Quoted passage:
BOAZ, Ala. – A sailor killed during the December 7, 1941 Pearl Harbor attack has been identified and his body will be returning to Boaz to rest forever.
The Defense POW/MIA Accounting Agency (DPAA) announced Thursday that Navy Fireman 2nd Class Ralph C. Battles, a Boaz native assigned to the USS Oklahoma, was identified Feb. 12.
During the attack, the USS Oklahoma sustained multiple torpedo hits, which caused the battleship to quickly capsize. 429 Oklahoma crew members were killed, including Battles.
Navy personnel recovered the deceased crewmembers’ remains from Dec. 1941-Jun. 1944 and buried them in the Halawa and Nu’uanu Cemeteries in Hawaii.
The American Graves Registration Service exhumed the remains in Sept. 1947 as part of a mission to identify fallen U.S. service members in the Pacific theater.
The remains were transferred to the Central Identification Laboratory at Schofield Barracks in Oahu, however, lab staff at the time were only able to positively identify 35 of the 429 members aboard the Oklahoma.
The unidentified remains were buried at the National Memorial Cemetery of the Pacific in Honolulu, known as the Punchbowl.
A military board classified the unidentified remains as unrecoverable in Oct. 1949, including Battles.
More than 60 years later, between June and November 2015, DPAA exhumed the unidentified remains from the Punchbowl for further analysis.
DPAA scientists identified Battles using anthropological analysis, along with a combination of analyzing mitochondrial DNA and Y chromosome DNA.
A rosette will be placed next to Battles’s name on the Walls of the Missing at the Punchbowl to indicate his body has been recovered and identified.
Battles will make the final journey home to Boaz and will be buried Aug. 28.

Check your understanding:
A - Revise the Pearl Harbor sailor article from "The remains were" through "recovered and identified.", swapping "Punchbowl" for "Punch Bowl".
B - According to the Pearl Harbor sailor article, how many of the 429 crew members aboard the Oklahoma were lab staff at Schofield Barracks initially able to positively identify?

Supplied material:
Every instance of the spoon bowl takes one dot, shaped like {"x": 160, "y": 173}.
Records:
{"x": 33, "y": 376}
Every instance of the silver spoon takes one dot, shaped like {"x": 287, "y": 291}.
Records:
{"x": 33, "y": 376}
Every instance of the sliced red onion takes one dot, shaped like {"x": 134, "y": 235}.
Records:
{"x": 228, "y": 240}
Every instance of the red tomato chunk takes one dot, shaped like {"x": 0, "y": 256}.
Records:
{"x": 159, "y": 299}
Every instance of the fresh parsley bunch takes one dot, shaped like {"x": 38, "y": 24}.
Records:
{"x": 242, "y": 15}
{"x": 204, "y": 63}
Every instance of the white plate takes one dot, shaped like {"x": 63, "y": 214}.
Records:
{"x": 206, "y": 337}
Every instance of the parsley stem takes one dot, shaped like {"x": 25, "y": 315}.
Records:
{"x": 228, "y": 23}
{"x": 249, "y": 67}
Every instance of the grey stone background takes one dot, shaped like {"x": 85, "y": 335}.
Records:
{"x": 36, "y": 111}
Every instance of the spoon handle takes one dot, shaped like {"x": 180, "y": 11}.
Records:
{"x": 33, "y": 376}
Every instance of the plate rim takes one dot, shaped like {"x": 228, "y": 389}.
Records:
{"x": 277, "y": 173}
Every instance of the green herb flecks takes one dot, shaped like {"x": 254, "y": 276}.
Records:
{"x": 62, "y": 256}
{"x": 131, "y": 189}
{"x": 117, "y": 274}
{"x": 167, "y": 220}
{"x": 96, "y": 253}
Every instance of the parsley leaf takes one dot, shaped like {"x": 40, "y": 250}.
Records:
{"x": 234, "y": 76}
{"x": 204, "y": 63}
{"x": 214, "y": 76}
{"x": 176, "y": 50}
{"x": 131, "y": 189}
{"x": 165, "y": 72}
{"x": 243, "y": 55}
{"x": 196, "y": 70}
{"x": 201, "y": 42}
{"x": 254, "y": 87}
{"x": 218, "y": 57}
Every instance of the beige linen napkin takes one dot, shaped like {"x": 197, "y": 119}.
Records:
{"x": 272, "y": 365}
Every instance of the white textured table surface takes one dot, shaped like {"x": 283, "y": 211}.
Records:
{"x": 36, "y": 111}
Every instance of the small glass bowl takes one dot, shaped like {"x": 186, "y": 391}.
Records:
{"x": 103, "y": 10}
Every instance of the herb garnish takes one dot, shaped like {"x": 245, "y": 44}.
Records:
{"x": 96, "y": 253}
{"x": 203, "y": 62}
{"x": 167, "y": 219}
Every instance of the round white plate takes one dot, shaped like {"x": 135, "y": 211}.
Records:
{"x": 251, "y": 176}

Answers to the exercises:
A -
The remains were transferred to the Central Identification Laboratory at Schofield Barracks in Oahu, however, lab staff at the time were only able to positively identify 35 of the 429 members aboard the Oklahoma.
The unidentified remains were buried at the National Memorial Cemetery of the Pacific in Honolulu, known as the Punch Bowl.
A military board classified the unidentified remains as unrecoverable in Oct. 1949, including Battles.
More than 60 years later, between June and November 2015, DPAA exhumed the unidentified remains from the Punch Bowl for further analysis.
DPAA scientists identified Battles using anthropological analysis, along with a combination of analyzing mitochondrial DNA and Y chromosome DNA.
A rosette will be placed next to Battles’s name on the Walls of the Missing at the Punch Bowl to indicate his body has been recovered and identified.

B - 35